**YOUR GOAL:**
Copy the stretch of the items below from the line containing "Annotation task — pin every instance of the forested" through the last line, word for word, with both ends included and nothing else.

**PROVIDED ENTRIES:**

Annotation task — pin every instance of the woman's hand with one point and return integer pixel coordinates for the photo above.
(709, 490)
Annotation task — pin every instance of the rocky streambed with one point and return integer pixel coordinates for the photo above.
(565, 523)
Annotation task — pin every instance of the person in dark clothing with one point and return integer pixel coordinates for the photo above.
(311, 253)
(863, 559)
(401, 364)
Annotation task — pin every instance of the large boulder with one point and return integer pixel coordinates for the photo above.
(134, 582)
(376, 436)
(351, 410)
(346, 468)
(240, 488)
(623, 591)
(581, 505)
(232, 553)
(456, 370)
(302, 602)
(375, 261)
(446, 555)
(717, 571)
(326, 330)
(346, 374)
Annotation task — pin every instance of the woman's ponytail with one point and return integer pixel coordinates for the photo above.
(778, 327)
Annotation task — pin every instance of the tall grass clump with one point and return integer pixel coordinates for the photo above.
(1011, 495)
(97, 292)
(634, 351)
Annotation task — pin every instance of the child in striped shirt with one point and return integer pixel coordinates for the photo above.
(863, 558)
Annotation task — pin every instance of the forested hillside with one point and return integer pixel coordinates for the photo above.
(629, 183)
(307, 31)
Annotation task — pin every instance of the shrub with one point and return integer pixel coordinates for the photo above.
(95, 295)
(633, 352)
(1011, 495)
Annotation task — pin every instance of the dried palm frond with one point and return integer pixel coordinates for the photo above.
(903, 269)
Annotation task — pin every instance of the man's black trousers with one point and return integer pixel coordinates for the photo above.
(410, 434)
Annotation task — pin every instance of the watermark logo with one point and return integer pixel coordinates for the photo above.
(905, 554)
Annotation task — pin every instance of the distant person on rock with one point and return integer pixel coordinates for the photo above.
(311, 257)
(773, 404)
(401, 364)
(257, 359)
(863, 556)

**WRITTEN ANSWER:**
Annotation task — pin every instance of the forested hillside with one point and return integer pixel coordinates for the photo above.
(629, 183)
(307, 31)
Annotation task — pin every instance of the shrub with one point and return integer pixel coordinates for the photo above.
(95, 295)
(633, 352)
(1011, 495)
Annotation task — pin every instance of the dried palm frond with one point and return integer pixel coordinates for the photo above.
(903, 269)
Annotation task — pin every instance of the man's black trousers with one point and return integer pixel coordinates for the photo above.
(410, 434)
Annotation task — pin every instance of the watermark logo with one point and return integer pixel coordinates for the photo above.
(905, 554)
Annotation task — pin every instance of the distant person on rock with one point and return integer pixel coordinates for the photo above.
(311, 257)
(773, 404)
(401, 364)
(257, 359)
(863, 556)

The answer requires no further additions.